**Prompt**
This exercise calls for the line with "Exercise. Find the woman's dark", the line with "Exercise. Find the white t-shirt", and all lines between them in the material below, output exactly and with no other lines.

**Dataset excerpts**
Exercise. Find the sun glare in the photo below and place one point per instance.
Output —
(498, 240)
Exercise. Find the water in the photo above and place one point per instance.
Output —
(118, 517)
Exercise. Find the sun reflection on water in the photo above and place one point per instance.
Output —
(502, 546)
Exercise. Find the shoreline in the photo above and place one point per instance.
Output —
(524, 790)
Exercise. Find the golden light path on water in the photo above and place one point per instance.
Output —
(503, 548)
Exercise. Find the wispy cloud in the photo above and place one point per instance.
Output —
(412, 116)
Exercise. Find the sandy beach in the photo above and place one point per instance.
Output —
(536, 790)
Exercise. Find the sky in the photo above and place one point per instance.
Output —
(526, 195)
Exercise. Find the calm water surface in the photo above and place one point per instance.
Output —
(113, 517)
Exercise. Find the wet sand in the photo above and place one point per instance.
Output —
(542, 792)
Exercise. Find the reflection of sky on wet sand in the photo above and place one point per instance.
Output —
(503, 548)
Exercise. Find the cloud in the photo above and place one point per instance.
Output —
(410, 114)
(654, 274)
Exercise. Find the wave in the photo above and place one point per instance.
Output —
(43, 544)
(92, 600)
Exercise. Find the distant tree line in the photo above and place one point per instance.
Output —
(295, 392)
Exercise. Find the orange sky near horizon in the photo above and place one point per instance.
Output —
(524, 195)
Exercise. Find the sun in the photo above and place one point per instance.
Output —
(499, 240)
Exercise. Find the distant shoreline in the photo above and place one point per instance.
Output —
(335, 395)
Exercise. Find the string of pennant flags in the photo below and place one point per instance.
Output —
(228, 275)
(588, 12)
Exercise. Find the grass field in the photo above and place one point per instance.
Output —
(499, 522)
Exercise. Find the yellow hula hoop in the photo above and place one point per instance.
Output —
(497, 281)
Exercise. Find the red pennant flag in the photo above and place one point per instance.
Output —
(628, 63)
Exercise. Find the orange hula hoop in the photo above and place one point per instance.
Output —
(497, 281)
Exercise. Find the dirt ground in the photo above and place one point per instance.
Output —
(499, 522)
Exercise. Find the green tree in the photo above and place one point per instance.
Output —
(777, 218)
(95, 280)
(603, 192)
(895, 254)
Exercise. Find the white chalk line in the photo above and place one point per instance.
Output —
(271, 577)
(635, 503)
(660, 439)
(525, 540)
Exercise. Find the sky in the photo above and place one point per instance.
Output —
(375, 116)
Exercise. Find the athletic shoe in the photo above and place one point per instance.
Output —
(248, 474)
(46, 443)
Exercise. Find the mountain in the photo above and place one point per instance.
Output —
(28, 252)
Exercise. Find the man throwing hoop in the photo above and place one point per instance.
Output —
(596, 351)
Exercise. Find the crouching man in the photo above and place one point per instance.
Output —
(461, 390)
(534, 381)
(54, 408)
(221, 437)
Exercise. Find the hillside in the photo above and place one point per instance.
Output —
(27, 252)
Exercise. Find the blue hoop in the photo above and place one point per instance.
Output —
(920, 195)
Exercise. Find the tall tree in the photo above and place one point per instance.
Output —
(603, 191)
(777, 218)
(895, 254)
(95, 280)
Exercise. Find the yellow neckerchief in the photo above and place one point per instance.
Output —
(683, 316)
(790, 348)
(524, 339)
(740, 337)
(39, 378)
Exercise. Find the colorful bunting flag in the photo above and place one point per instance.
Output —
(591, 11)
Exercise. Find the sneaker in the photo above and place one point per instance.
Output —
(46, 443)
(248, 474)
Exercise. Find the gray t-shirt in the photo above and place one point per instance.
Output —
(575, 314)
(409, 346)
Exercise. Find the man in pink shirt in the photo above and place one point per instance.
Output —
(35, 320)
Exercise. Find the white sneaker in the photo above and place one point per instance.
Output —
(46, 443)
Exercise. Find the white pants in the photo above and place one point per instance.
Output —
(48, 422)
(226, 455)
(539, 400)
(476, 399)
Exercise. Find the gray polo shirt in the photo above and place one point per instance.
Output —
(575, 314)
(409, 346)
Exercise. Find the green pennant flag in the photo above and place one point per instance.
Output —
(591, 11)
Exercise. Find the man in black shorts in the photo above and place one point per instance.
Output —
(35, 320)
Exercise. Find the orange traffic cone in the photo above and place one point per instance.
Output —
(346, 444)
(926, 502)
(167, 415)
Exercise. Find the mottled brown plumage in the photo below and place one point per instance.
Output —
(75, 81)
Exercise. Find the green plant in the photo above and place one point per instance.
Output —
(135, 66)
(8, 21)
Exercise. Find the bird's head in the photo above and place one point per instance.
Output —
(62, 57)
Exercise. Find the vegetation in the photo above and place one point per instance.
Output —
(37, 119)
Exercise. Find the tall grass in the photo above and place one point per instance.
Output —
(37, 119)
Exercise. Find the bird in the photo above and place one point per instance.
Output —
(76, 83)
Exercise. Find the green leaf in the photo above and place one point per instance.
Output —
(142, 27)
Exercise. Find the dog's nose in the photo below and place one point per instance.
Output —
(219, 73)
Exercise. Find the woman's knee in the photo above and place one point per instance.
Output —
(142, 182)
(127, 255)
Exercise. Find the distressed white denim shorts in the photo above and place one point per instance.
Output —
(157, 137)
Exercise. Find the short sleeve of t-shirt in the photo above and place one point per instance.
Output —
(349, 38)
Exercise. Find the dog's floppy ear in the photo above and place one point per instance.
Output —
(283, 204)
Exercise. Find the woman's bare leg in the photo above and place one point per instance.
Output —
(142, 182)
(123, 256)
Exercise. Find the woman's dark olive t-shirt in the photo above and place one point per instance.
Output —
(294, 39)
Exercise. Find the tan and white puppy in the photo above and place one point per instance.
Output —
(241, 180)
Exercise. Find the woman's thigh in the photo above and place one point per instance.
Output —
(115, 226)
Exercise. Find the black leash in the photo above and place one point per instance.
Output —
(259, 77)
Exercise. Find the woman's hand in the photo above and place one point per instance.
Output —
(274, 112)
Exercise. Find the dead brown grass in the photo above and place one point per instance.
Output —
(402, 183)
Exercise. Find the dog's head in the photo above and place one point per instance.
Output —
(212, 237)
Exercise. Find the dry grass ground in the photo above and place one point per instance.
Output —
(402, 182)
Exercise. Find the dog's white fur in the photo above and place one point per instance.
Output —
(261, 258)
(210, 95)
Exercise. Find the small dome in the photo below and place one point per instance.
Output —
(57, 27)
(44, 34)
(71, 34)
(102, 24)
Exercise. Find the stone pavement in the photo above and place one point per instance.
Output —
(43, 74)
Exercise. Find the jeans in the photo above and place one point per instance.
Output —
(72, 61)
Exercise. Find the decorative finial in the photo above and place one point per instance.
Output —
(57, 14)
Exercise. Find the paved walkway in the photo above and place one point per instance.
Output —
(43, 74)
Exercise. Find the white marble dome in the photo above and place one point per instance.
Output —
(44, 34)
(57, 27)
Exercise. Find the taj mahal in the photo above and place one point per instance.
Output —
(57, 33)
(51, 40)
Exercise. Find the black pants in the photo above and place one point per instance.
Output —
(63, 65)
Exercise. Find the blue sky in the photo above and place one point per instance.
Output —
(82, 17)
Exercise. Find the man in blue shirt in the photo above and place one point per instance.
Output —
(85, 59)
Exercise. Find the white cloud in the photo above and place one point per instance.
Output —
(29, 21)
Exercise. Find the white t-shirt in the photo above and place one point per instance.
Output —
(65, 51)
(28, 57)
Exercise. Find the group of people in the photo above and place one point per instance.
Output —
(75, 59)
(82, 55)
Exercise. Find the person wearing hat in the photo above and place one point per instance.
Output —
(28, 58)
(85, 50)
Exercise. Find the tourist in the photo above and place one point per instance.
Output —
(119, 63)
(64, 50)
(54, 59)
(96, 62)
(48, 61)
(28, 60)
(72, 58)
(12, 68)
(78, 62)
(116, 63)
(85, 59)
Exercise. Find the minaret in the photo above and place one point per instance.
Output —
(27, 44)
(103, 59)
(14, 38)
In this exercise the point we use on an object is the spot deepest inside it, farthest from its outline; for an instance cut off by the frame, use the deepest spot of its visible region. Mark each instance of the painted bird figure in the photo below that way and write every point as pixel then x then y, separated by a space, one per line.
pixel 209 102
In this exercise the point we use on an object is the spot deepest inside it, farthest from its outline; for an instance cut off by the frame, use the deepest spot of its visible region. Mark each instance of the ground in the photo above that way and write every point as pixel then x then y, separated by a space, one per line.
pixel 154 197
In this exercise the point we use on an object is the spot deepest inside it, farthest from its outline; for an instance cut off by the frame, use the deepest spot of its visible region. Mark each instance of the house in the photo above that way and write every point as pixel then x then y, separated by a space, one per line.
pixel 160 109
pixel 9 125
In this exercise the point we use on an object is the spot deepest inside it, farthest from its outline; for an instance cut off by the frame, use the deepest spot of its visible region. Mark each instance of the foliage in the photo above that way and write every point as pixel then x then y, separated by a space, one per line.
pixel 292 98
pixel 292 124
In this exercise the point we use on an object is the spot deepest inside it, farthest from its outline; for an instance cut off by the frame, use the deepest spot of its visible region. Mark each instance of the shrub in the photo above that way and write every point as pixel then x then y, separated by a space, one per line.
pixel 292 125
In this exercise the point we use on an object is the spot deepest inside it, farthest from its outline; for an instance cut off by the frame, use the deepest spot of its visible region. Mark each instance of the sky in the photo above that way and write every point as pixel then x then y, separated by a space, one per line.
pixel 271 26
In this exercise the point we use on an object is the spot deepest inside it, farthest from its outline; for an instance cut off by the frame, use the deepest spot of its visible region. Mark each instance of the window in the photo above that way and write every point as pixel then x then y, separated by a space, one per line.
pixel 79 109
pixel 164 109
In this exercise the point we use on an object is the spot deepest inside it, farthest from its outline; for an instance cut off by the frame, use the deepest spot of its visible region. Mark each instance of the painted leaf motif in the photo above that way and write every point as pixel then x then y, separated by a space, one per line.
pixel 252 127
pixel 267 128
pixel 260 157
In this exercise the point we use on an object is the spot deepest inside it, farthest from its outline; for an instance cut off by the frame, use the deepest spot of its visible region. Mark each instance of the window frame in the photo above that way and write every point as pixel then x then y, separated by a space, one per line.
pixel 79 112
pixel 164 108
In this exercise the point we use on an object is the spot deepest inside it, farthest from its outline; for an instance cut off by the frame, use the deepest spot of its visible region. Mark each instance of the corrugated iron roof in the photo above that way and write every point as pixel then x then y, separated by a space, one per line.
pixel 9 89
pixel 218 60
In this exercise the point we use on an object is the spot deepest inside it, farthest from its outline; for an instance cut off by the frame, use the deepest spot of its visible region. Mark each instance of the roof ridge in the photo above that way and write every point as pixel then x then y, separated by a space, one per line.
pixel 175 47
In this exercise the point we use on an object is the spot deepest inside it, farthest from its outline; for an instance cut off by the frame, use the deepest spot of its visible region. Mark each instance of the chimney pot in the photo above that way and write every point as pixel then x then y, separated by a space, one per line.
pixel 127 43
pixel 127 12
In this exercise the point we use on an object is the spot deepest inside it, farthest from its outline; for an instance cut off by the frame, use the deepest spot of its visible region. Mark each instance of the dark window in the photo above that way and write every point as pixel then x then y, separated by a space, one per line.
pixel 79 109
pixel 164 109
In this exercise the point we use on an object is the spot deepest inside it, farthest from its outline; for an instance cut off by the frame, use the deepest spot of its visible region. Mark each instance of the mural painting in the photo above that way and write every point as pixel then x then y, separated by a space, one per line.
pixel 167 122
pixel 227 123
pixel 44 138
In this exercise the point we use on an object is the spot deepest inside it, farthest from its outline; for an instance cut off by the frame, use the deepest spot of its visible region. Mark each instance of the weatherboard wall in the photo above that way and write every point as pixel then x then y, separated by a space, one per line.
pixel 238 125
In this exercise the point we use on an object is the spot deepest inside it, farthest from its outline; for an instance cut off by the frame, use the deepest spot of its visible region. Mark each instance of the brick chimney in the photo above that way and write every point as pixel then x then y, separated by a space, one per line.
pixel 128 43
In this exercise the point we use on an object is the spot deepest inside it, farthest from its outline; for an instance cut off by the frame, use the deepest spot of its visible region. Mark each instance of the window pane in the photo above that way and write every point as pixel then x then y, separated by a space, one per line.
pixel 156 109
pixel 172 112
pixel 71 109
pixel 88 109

**Task output**
Exercise. Find the woman's dark olive t-shirt in the photo above and place one point per instance.
Output —
(294, 39)
Exercise. Find the tan and white puppy in the photo above and place one point per instance.
Output —
(241, 180)
Exercise. Find the woman's thigh in the photo above and place one point per instance.
Output —
(115, 226)
Exercise. Find the black leash in the photo above and place one point per instance.
Output —
(259, 77)
Exercise. Find the woman's hand in the photo above and place one point per instance.
Output —
(274, 112)
Exercise. Find the dead brown grass in the photo above and place one point per instance.
Output —
(402, 183)
Exercise. Find the dog's head in the photo above and place one point per instance.
Output —
(212, 237)
Exercise. Find the dry grass ground in the photo above and place one point per instance.
Output —
(402, 182)
Exercise. Find the dog's white fur in the photo above and place one point per instance.
Output —
(261, 258)
(210, 95)
Exercise. Find the small dome in the photo below and place one point per instance.
Output —
(57, 27)
(44, 34)
(71, 34)
(102, 24)
Exercise. Find the stone pavement in the photo above and place one point per instance.
Output —
(43, 74)
Exercise. Find the jeans in the photo above and place one point per instance.
Output —
(72, 61)
Exercise. Find the decorative finial in the photo above and place one point per instance.
Output —
(57, 14)
Exercise. Find the paved walkway in the photo above and place one point per instance.
Output —
(43, 74)
Exercise. Find the white marble dome in the photo above and place one point per instance.
Output —
(44, 34)
(57, 27)
Exercise. Find the taj mahal in the photo above and place one point per instance.
Output —
(57, 33)
(51, 40)
Exercise. Find the black pants in the photo above and place one point per instance.
Output —
(63, 65)
Exercise. Find the blue sky in the photo above and place one point per instance.
Output —
(82, 17)
Exercise. Find the man in blue shirt in the photo above and place one point per instance.
Output —
(85, 59)
Exercise. Find the white cloud in the photo above and place one point per instance.
Output —
(29, 21)
Exercise. Find the white t-shirt in the photo above and place one point per instance.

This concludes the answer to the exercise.